* **Prompt**: Gather every line below that contains the word "flower", copying each one as it appears, and treat case as significant.

* **Data entries**:
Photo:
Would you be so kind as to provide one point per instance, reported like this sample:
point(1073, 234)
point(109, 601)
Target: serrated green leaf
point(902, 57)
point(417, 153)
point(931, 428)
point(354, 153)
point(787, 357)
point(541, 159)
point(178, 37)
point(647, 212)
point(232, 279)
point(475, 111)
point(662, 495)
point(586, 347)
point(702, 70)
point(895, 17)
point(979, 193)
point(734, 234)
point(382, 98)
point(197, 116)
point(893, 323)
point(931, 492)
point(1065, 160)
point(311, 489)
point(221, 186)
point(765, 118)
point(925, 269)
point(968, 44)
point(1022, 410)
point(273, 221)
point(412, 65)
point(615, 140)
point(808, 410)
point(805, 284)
--
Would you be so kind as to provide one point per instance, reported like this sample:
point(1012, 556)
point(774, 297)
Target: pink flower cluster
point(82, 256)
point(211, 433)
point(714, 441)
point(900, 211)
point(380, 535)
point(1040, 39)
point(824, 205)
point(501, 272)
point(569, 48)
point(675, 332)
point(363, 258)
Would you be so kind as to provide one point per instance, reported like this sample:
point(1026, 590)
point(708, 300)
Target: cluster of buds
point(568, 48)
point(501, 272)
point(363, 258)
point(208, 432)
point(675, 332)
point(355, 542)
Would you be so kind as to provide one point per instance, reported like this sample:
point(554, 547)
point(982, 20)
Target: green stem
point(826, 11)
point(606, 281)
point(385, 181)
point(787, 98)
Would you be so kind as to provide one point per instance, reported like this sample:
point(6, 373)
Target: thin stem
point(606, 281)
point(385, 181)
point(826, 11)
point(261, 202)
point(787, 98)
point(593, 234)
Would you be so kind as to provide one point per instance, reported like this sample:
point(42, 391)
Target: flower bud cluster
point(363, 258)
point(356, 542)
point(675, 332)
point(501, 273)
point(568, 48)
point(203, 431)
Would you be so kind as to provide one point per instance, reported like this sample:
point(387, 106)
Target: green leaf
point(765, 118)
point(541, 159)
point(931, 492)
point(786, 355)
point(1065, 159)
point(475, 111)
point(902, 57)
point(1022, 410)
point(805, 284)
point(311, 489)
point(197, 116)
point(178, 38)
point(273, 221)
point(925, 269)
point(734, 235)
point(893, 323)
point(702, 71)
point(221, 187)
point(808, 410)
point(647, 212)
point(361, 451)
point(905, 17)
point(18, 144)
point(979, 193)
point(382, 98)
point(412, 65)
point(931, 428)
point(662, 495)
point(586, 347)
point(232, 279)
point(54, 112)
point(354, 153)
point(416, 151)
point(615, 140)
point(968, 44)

* **Output of the exercise**:
Target: pink flower cluster
Target: flower bud cluster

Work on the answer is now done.